**Work required:** Transcribe everything in the listing as written, and let no image into the copy.

*** Records ***

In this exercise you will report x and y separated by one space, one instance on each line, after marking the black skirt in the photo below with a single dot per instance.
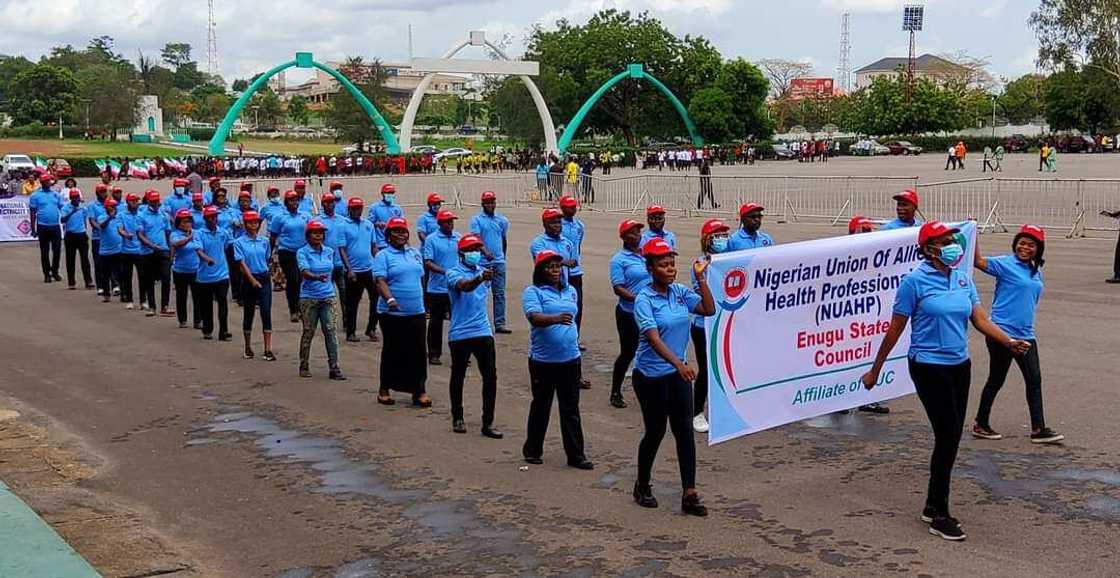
403 353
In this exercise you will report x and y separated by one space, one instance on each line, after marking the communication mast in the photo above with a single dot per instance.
212 64
843 70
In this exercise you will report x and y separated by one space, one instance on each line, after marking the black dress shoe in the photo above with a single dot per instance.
492 432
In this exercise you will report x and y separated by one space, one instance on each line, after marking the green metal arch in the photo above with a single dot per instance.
634 71
302 61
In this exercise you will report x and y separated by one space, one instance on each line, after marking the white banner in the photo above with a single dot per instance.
15 220
796 326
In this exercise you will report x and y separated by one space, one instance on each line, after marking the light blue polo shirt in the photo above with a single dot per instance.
214 243
468 308
289 229
357 238
444 251
254 252
380 214
939 308
556 343
493 231
186 259
156 227
897 223
47 205
1017 294
669 314
574 231
665 234
560 245
76 215
317 262
402 269
742 241
111 242
627 269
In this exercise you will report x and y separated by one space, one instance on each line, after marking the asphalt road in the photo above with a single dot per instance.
248 471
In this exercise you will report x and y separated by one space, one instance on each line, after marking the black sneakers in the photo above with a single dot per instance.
946 528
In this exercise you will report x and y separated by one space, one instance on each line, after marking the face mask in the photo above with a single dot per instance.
951 253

***

**Result of the task:**
In this exercise you will report x and y separated by one space, one instance on each line, after marking the black skirt in the photo below with a single dot per instance.
403 353
In this exercise you will report x and y separated by one space, one instance on each line, after marking the communication mast in the photo above with a single dot per instance.
212 64
843 70
In this exercise you will report x and y separated by one space, one instance on each line, after marking the black dress shoe in the photo above with a single dot per instance.
492 432
In this exercise you will report x and y separated by one space, one instance on each line, after marking the green metal arch in the photo above with a single dot per instance.
634 71
302 61
In this exercise you will report x and y separated by one space, one instance on each line, after marking the white banner in the photo above with a single dot per instance.
15 220
796 326
In this exercise you will report x and y separated by one space, one instance on each line, after marking the light blue polo shirt in the photo above with a single dot per instance.
214 243
468 308
289 229
357 238
444 251
254 252
380 214
939 308
556 343
493 231
186 259
156 227
897 223
47 205
1017 294
669 314
574 231
665 234
560 245
76 215
317 262
402 269
742 241
111 242
627 269
In this exercise you will report x and y separated by one space, one instance on each line, after marking the asphalt road in the photo above with a single dot per instance.
248 471
In this exercise you will report x and y separated by one space, one instance on each line, after marking the black sneakers in the photo above with a single dot per instance.
946 528
In this exercise you will report x and y separated by one space, one instance on each line, after marking the face mask in the photo above with a single dot per instance.
951 253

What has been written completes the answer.